**DIRECTIVE:** Copy the whole listing below word for word, keeping every line unchanged.

**DATASET ROWS:**
Start

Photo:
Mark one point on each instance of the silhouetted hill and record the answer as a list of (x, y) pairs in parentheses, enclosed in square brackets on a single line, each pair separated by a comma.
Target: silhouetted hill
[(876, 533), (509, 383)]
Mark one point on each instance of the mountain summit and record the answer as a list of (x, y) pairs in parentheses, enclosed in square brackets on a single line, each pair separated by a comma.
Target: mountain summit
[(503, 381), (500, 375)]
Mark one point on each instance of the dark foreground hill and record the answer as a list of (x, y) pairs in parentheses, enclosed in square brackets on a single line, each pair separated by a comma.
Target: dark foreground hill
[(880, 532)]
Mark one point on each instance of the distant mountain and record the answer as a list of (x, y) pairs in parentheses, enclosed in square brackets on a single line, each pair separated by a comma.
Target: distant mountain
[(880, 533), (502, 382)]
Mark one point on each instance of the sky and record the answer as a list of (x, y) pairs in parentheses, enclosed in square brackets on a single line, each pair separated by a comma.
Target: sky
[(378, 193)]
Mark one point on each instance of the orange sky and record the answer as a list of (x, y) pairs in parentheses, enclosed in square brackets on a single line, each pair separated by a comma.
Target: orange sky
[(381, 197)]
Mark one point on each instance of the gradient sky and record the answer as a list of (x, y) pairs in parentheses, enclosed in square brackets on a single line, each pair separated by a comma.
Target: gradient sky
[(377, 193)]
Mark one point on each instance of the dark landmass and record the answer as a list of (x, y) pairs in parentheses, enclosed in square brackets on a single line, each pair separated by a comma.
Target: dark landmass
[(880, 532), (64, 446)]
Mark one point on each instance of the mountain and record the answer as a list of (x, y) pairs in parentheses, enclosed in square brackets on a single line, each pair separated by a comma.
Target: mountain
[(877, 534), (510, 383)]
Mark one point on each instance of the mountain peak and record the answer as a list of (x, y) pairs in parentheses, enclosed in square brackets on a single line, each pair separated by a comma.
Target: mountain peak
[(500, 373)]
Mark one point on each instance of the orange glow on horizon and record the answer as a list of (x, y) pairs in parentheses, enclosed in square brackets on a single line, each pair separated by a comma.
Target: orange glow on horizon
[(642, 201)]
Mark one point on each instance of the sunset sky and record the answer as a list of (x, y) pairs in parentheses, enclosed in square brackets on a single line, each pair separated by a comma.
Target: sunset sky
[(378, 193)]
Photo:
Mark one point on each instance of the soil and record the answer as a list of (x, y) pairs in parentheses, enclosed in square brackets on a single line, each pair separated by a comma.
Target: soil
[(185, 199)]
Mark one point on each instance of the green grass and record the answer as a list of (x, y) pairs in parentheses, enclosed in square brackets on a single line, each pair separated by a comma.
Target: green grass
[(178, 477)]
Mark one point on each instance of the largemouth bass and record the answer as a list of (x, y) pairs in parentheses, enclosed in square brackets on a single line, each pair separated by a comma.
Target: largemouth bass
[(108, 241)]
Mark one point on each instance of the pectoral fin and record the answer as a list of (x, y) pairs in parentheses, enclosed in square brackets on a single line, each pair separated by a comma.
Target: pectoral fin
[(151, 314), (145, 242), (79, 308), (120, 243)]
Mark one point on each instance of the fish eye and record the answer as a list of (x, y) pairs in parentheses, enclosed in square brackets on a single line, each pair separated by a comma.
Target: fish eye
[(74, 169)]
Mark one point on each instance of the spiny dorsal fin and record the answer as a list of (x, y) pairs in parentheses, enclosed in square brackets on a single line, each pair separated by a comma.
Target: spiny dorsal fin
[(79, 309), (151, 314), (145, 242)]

End

**SOLUTION:**
Photo:
Mark one point on each instance of the silhouetted hill and record the answer as a list of (x, y) pairs in parentheses, enclosed in square brackets on a single line, each pair separated by a comma.
Target: silhouetted hill
[(876, 533), (509, 383)]
Mark one point on each instance of the mountain summit and record the answer as a list of (x, y) pairs in parentheses, enclosed in square brackets on a single line, each pair separated by a comma.
Target: mountain summit
[(503, 381), (500, 375)]
Mark one point on each instance of the dark foreground hill and record the answer as a list of (x, y) pairs in parentheses, enclosed in square brackets on a single line, each pair separated by a comma.
Target: dark foreground hill
[(880, 532)]
Mark one point on each instance of the distant mountain and record the answer as a list of (x, y) pairs in parentheses, enclosed in square brackets on a single line, each pair separated by a comma.
Target: distant mountain
[(880, 533), (502, 382)]
Mark one point on each instance of the sky and record the answer as a list of (x, y) pairs in parentheses, enclosed in square brackets on a single line, each pair separated by a comma.
Target: sky
[(378, 193)]
Mark one point on each instance of the orange sky and record the answer as a list of (x, y) pairs in parentheses, enclosed in square brackets on a single line, each pair separated by a comma.
Target: orange sky
[(381, 197)]
Mark one point on each instance of the gradient sky and record the answer as a list of (x, y) pairs in parentheses, enclosed in square brackets on a single line, each pair separated by a comma.
Target: gradient sky
[(377, 193)]
Mark one point on each instance of the dark landmass and record the answer as a list of (x, y) pairs in parentheses, enclosed in square brackets on a single line, each pair separated by a comma.
Target: dark landmass
[(880, 532), (64, 446)]
Mark one point on each instance of the mountain and record the answer as a list of (x, y) pairs in parentheses, enclosed in square brackets on a single line, each pair separated by a comma.
Target: mountain
[(877, 534), (510, 383)]
Mark one point on each instance of the mountain peak and record the answer as a list of (x, y) pairs in parentheses, enclosed in square brackets on a single line, each pair separated by a comma.
Target: mountain peak
[(500, 373)]
Mark one point on each instance of the orange glow on horizon and record the answer as a list of (x, y) pairs in parentheses, enclosed in square brackets on a single line, each pair separated by a comma.
Target: orange glow on horizon
[(642, 201)]
Mark one point on each instance of the sunset sky and record the answer as a list of (x, y) pairs in parentheses, enclosed in square brackets on a single line, each pair separated by a comma.
Target: sunset sky
[(378, 193)]
Photo:
Mark one point on each instance of the soil and record the answer as a list of (x, y) pairs in parentheses, enclosed in square brackets on a single line, each pair separated by a comma.
Target: soil
[(185, 199)]
Mark one point on each instance of the green grass and record the answer as a list of (x, y) pairs in parentheses, enclosed in square brackets on a single line, each pair separated by a comma.
Target: green grass
[(178, 477)]
Mark one point on each instance of the largemouth bass and record the answer as a list of (x, y) pairs in parentheses, enclosed in square brackets on a single line, each pair separated by a comma.
Target: largemouth bass
[(108, 241)]
Mark one point on each instance of the pectoral fin and record the answer as a list of (x, y) pairs in parentheses, enclosed in square brackets on a single line, each pair separated by a comma.
Target: pectoral fin
[(151, 314), (145, 242), (79, 308), (120, 243)]
Mark one point on each instance of the fish eye and record the answer as a list of (x, y) pairs in parentheses, enclosed in square brackets on a single line, each pair separated by a comma.
Target: fish eye
[(74, 169)]
Mark one point on each instance of the spiny dorsal fin and record the answer as a list of (x, y) pairs in parentheses, enclosed in square brackets on a single line, each pair separated by a comma.
Target: spiny dorsal fin
[(79, 309), (151, 314), (145, 242)]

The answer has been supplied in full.